━━━━━ Source records ━━━━━

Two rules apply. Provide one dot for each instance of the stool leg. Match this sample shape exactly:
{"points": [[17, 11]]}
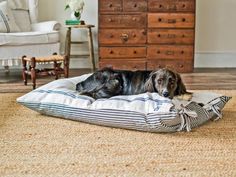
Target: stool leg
{"points": [[33, 72], [24, 70], [56, 69], [66, 66], [91, 50]]}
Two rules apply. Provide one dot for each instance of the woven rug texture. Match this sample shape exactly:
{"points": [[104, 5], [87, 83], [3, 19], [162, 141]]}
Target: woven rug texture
{"points": [[32, 144]]}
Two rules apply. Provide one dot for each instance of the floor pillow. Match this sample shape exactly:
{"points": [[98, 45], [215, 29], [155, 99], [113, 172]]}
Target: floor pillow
{"points": [[145, 112]]}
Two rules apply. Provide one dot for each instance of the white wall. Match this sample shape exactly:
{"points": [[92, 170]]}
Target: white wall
{"points": [[215, 29]]}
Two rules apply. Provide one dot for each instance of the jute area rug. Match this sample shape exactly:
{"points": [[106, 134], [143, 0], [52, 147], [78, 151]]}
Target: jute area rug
{"points": [[36, 145]]}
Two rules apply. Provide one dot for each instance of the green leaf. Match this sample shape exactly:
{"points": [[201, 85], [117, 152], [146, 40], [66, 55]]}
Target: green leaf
{"points": [[77, 14], [67, 7]]}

━━━━━

# Task to complete:
Copy out only the lines of the records above from the one with "of the jute" through the one with "of the green", exactly as they stand, both included.

# Worked solution:
Two rules apply. Provide one dot for each instance of the jute area rug. Match this sample shape exactly:
{"points": [[106, 134], [143, 0], [52, 147], [78, 151]]}
Target: jute area rug
{"points": [[36, 145]]}
Two rules apply. Provide one dot for each instance of the green leaf. Match this sample shape exactly:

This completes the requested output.